:: WHAT TO WORK ON ::
Please state how many lines in the items below contain the string "horse". Case counts, and the answer should be the number alone.

:: DATA RECORDS ::

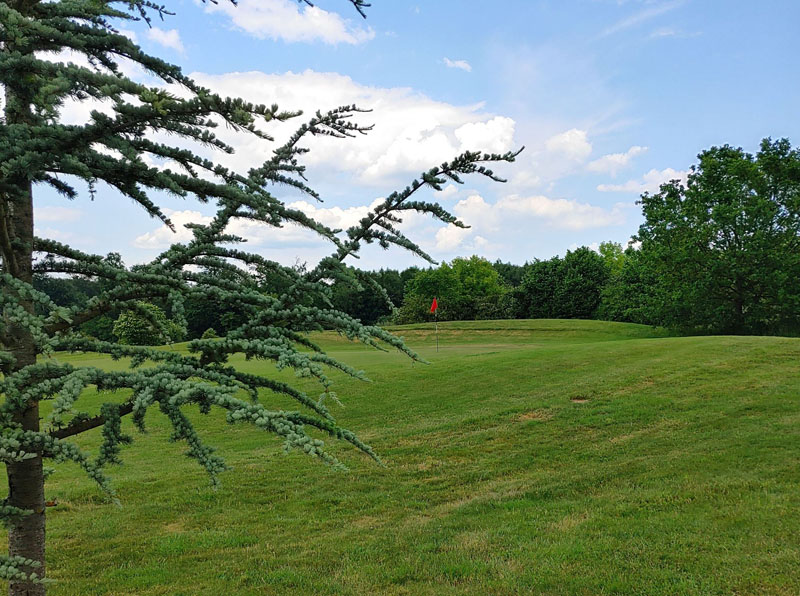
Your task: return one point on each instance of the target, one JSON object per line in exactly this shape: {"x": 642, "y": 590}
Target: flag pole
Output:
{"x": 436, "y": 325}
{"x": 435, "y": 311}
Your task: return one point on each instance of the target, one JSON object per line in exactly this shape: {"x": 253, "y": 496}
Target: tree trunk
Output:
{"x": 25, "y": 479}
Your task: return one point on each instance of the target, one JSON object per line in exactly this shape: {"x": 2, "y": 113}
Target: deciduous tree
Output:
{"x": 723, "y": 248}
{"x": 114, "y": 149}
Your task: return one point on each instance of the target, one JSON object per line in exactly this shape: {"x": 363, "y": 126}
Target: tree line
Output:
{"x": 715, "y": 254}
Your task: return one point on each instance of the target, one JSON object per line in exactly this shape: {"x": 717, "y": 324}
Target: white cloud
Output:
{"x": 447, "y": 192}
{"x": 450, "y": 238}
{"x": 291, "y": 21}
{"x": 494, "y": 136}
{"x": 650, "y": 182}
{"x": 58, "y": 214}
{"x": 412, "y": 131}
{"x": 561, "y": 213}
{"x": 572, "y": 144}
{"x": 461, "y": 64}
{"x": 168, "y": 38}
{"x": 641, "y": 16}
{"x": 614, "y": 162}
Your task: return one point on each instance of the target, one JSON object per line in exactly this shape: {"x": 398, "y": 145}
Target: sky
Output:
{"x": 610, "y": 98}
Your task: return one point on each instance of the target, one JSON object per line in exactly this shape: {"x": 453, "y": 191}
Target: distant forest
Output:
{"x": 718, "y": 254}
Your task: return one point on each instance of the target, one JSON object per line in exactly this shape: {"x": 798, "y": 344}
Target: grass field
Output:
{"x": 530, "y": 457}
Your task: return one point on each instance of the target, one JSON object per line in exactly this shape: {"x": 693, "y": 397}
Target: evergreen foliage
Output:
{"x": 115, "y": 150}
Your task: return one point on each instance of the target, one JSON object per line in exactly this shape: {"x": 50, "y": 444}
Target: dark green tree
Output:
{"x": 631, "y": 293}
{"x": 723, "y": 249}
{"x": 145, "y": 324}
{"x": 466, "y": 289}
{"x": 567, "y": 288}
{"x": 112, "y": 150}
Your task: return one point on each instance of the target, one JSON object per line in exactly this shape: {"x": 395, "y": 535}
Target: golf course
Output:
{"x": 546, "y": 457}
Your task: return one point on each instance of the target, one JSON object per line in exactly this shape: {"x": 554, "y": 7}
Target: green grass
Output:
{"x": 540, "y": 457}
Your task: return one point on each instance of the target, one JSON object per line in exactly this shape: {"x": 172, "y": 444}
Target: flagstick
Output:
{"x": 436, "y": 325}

...

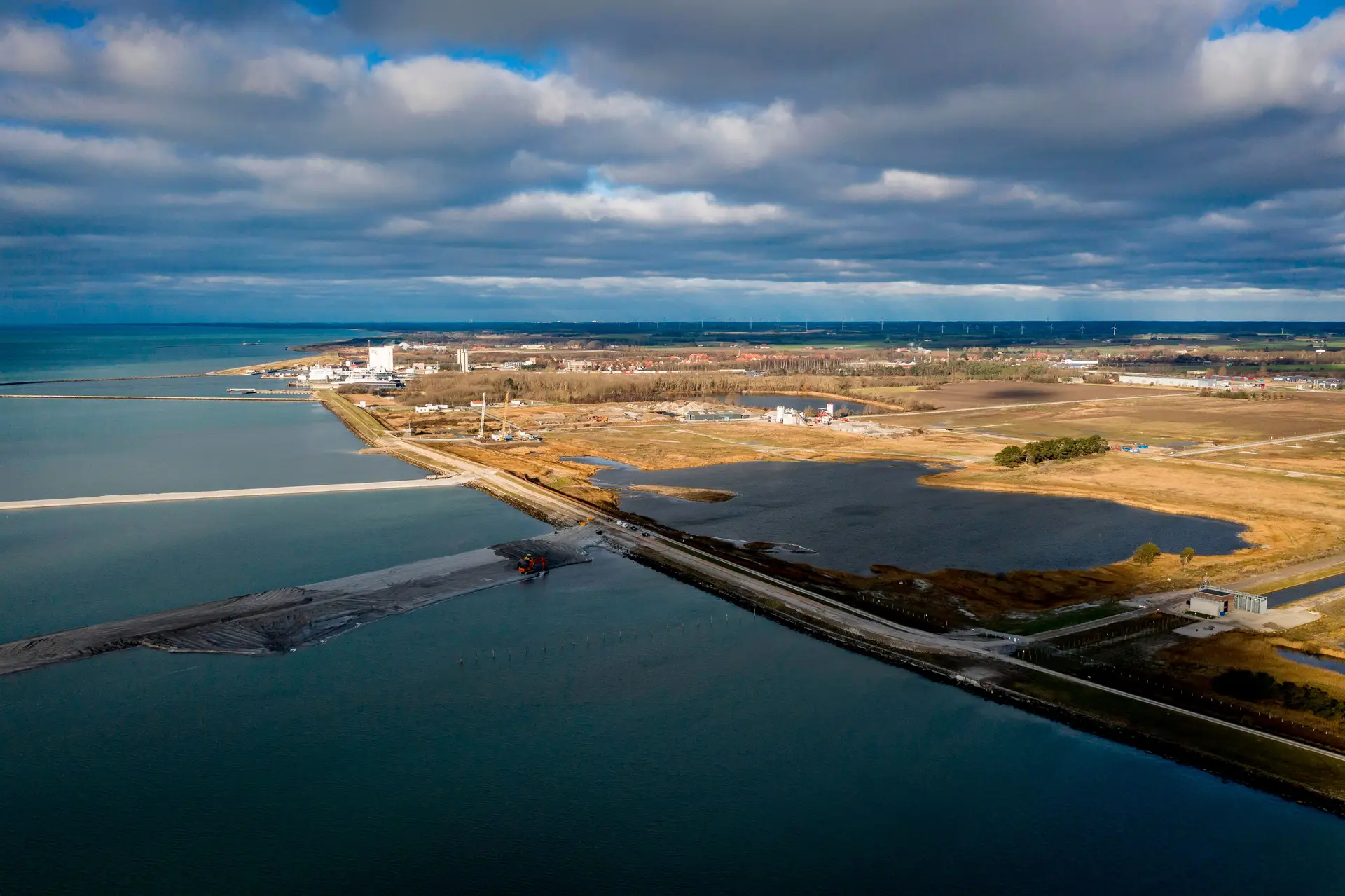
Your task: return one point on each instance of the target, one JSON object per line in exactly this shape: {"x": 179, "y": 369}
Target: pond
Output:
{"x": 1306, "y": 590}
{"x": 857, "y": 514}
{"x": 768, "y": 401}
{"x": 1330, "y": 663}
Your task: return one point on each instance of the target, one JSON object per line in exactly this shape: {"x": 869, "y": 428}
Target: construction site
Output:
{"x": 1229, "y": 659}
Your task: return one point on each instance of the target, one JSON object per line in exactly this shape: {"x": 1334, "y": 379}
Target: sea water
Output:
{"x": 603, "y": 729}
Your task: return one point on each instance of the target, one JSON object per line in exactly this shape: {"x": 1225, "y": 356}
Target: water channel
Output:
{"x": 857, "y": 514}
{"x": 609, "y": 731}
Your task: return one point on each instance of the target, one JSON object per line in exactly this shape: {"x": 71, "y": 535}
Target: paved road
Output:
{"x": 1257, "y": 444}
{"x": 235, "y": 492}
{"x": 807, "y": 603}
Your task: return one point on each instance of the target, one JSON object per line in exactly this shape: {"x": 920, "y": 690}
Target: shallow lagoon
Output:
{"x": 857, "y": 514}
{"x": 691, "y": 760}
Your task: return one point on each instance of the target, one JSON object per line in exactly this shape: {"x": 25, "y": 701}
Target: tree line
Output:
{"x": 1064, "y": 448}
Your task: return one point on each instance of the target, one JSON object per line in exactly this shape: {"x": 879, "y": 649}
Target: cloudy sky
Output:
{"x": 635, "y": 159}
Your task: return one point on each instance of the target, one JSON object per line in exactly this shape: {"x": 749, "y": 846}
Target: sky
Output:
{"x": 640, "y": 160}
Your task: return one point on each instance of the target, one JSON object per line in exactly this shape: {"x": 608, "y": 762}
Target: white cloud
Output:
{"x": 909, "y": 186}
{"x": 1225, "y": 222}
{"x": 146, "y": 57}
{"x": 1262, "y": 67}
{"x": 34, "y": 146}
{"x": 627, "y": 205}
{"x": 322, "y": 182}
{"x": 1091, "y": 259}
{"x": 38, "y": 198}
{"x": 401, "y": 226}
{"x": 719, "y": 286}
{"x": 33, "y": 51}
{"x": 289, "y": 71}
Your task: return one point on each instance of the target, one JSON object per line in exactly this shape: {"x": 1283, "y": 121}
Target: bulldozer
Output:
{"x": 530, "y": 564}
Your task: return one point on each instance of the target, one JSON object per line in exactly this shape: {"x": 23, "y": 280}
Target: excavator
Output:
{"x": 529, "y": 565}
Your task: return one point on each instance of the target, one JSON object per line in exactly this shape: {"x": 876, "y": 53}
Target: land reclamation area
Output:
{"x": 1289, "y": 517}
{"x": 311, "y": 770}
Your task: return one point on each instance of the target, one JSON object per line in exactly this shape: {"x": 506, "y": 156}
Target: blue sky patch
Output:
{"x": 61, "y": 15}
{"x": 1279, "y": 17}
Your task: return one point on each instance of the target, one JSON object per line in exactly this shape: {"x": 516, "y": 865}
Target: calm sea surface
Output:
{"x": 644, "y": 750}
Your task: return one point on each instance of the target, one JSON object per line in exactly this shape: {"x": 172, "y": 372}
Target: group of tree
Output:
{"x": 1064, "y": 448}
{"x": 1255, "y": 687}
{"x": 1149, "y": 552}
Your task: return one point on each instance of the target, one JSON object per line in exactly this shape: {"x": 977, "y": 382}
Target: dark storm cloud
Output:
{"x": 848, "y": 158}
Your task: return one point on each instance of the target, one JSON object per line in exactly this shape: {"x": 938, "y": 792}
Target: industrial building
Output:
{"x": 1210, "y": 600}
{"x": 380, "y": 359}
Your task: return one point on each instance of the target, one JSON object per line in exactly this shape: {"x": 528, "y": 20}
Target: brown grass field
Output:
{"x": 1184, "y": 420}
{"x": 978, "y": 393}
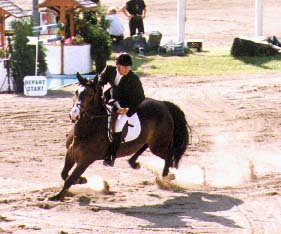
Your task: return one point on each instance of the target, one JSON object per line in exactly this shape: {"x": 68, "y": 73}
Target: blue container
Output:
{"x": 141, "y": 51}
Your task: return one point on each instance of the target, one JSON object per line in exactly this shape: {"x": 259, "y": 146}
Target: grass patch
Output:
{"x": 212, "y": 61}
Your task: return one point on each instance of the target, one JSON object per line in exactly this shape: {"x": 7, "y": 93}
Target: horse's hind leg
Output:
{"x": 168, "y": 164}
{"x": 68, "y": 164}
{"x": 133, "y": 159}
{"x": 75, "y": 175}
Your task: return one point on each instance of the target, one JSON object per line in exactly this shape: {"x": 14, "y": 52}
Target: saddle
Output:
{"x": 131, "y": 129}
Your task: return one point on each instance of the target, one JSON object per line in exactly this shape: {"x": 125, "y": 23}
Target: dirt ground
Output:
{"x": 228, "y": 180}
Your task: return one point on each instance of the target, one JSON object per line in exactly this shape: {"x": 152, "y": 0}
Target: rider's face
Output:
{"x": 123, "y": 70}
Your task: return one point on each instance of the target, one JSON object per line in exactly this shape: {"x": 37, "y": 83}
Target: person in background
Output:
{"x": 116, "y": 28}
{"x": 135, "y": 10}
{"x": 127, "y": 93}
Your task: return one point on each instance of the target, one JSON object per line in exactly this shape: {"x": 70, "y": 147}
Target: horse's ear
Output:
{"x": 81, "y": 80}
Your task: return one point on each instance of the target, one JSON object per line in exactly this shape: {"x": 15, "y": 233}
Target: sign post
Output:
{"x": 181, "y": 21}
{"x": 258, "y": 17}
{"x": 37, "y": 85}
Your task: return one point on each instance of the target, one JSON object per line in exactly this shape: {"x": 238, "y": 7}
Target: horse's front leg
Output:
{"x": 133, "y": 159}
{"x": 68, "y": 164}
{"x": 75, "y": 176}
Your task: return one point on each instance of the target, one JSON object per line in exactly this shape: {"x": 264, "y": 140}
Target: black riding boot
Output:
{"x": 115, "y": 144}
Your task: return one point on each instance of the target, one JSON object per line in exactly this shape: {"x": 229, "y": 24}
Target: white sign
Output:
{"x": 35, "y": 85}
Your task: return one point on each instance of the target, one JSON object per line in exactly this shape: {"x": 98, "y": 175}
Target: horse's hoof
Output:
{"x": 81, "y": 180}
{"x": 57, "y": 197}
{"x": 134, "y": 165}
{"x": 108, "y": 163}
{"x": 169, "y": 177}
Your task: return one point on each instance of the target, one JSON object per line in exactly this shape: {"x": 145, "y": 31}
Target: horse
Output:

==

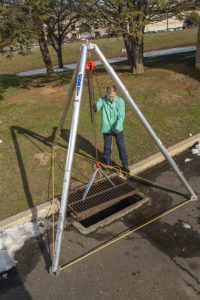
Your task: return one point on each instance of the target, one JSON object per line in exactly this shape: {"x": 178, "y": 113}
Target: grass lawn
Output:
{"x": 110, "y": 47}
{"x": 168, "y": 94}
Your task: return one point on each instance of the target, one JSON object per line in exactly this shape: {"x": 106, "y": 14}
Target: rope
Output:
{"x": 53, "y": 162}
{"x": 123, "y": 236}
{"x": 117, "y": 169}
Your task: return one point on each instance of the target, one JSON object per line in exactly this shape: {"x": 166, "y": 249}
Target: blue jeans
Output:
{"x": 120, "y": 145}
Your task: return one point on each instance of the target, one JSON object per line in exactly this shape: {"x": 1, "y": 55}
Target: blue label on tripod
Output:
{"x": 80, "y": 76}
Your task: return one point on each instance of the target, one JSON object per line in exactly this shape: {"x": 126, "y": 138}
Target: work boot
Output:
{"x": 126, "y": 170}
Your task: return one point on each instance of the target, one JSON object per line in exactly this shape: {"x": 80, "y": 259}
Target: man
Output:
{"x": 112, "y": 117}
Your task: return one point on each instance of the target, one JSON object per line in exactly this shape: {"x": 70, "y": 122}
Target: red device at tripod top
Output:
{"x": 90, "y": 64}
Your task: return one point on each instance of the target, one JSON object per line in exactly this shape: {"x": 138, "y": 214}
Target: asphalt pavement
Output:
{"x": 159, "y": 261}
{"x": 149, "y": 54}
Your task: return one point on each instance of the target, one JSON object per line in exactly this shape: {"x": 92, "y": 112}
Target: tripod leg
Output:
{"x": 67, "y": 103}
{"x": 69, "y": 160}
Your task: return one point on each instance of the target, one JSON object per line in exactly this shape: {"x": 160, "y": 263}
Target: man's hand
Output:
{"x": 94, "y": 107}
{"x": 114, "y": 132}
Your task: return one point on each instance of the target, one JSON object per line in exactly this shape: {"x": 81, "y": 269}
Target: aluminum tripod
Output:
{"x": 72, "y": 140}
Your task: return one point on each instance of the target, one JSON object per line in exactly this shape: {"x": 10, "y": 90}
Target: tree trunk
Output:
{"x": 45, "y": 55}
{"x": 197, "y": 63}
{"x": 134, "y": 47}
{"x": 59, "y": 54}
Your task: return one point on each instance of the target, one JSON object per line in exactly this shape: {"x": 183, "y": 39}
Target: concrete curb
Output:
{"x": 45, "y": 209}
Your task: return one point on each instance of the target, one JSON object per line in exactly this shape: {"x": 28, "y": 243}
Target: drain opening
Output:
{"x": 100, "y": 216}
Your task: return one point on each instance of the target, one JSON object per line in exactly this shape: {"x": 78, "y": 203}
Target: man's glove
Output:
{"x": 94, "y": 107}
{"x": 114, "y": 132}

:: EXERCISE ANSWER ::
5